» Excerpted passage:
As illustrated in FIG. 10, the operator applies a force on the handle of the key in the transverse direction at a distance L from the joint to be tightened, generating a bending moment along the longitudinal axis of the key that increases linearly (distributed along a straight line R).

The two sensors identify two measurements in points M1 and M2 which are sufficient for obtaining the information related to the slope of the straight line R. Therefore, by knowing the position of the point of application M with respect to the position M1 and M2 of the sensors, the exerted torque can be calculated by measuring the voltages V1 and V2 of the two Wheatstone bridges. Such measurement is not affected by the position F of the operator's hand on the handle as takes place in the prior art. In fact, the slope of the straight line R is simply obtained by knowing the measurements of the two sensors and their position M1 and M2. The measurement of the torque on the joint is independent from the point of application of the force on the handle of the key. For example, it is possible to add an extension to the end of the key to provide the same torque with a lower force.

Advantageously, it is possible to perform a calibration step on the tool from which to start from known values of:

• • M=Moment applied through the balance,
  • L=the arm,
  • Lc=Distance connected with the insert used,
  • D1 and D2=Distance of the strain gauge bridges.

» Supplied data:
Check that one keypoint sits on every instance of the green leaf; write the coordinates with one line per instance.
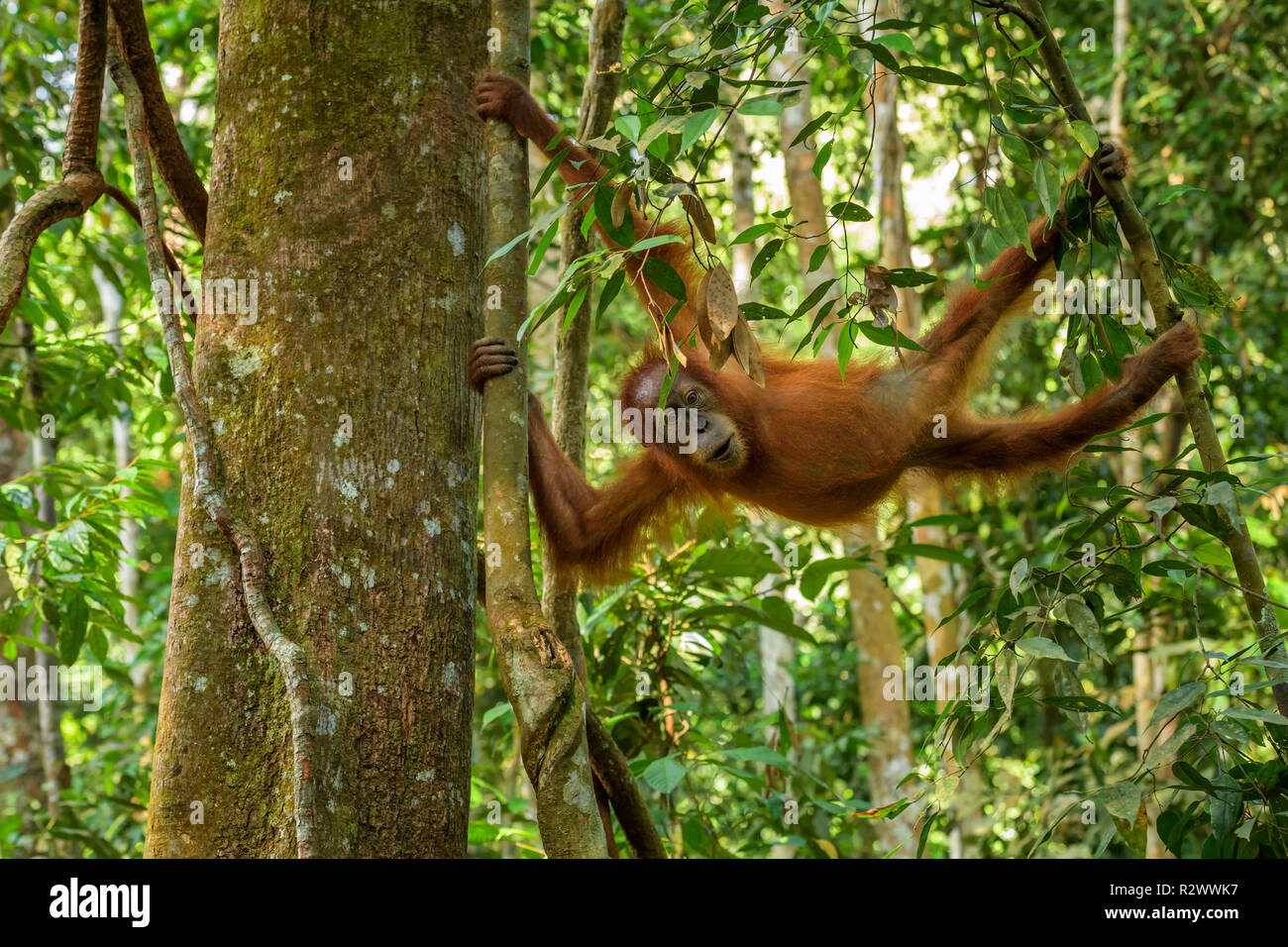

» Stated exercise 1: In the torque wrench excerpt, how would you put this sentence into Spanish: "The measurement of the torque on the joint is independent from the point of application of the force on the handle of the key."
» Stated exercise 2: Could you set down, word for word, the part of the torque wrench excerpt that opens with the words containing "Advantageously, it is" and closes with "strain gauge bridges."?
» Stated exercise 3: What comes next in the torque wrench excerpt? Write a continuation that picks up after its final line.

» Exercise result 1: La medición del par en la junta es independiente del punto de aplicación de la fuerza sobre el mango de la llave.

» Exercise result 2:
Advantageously, it is possible to perform a calibration step on the tool from which to start from known values of:

• • M=Moment applied through the balance,
  • L=the arm,
  • Lc=Distance connected with the insert used,
  • D1 and D2=Distance of the strain gauge bridges.

» Exercise result 3:
By applying a torque through a balance the deformations on the individual bridges are read, wherein the bending moments M1 and M2 can also be calculated theoretically. At this point there will be a single equation with two unknowns. By making a second measurement, the value of the coefficients that enable the correct torque value to be calculated can be obtained.

In fact, by knowing the torque exerted on the point M and the position F, the angular coefficient of the line R is determined. Then, from the measurements of the sensors 2 and 2′, by interpolating with the straight line R, the positions M1 and M2 of the sensors to be memorized on the tool processing unit for subsequent uses are determined.

Furthermore, the use of a double sensor makes it possible to exploit a high sensitivity value (2÷3 mV) in the measurement of M1 and M2. By using two complete Wheatstone bridges (with four sensitive elements each) there is a rather large electrical signal available in order to increase the precision on the individual measurement. It is possible to calculate the torque applied to the centre of the joint also by using a ratchet of different dimensions as long as the latter are known (Lc); therefore, it is possible to use an extension inserted between the ratchet and the end of the transducer, so as to be able to apply a greater torque at the ratchet, without risking damaging the strain gauges.

Possible positioning errors of the strain gauges or manufacturing tolerances in the sensor dimensions do not affect the independence from the point of application of the force on the key.

Finally, the measurement errors usually caused by the interlocking ball of the insert 17 or 17′, which can even reach 1% of the measurement, are eliminated with this new solution.

Claims

1-4. (canceled)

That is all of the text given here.